DOCUMENT PASSAGE -
· · · · · · ·

John William Bates (August 21, 1882 – February 10, 1949) was a Major League Baseball outfielder. He played nine seasons in the majors from  until . Bates played for the Boston Beaneaters, Philadelphia Phillies, Cincinnati Reds, and Chicago Cubs in the National League, and finished his career with the Baltimore Terrapins of the Federal League. Bates hit for the cycle in 1907.

Early life
Bates was born in Steubenville, Ohio. He entered professional baseball with the 1905 Sharon Steels, a new team in the Ohio-Pennsylvania League.

Career
Bates made his major league debut in April 1906 with the Boston Beaneaters. He hit a home run in that first major league game, one of only six home runs he hit that season and one of 25 major league home runs in his career. He became a regular outfielder for Boston right away, playing 140 games that first season. 

On April 26, 1907, Bates hit for the cycle at Washington Park in Brooklyn. He was the Boston leadoff hitter, but until that game he had gotten only 8 hits in 48 at bats in the 1907 season. He hit a triple in the first at bat of the game, an infield single in the third inning, a double in the fifth inning, and a home run in the seventh inning. Boston beat Brooklyn 4-2. Bates was the third player in franchise history to hit for the cycle.

In July 1909, Bates was hitting .288, much higher than his previous season batting averages, when Boston traded him to the Philadelphia Phillies in a multiplayer deal. He then hit .293 for the Phillies that year.

· · · · · · ·

PROVIDED MATERIAL -

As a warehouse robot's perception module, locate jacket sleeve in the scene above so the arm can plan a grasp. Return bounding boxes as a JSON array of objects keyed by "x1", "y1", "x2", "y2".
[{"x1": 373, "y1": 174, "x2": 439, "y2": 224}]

· · · · · · ·

TASK INSTRUCTIONS -
**A)** How would you put this sentence from the baseball biography into Spanish: "Bates made his major league debut in April 1906 with the Boston Beaneaters."?
**B)** Can you extract the passage of the baseball biography starting with "On April 26, 1907, Bates" and going on through "for the cycle.", word for word?

WRITTEN ANSWERS -
**A)** Bates debutó en las Grandes Ligas en abril de 1906 con los Boston Beaneaters.

**B)**
On April 26, 1907, Bates hit for the cycle at Washington Park in Brooklyn. He was the Boston leadoff hitter, but until that game he had gotten only 8 hits in 48 at bats in the 1907 season. He hit a triple in the first at bat of the game, an infield single in the third inning, a double in the fifth inning, and a home run in the seventh inning. Boston beat Brooklyn 4-2. Bates was the third player in franchise history to hit for the cycle.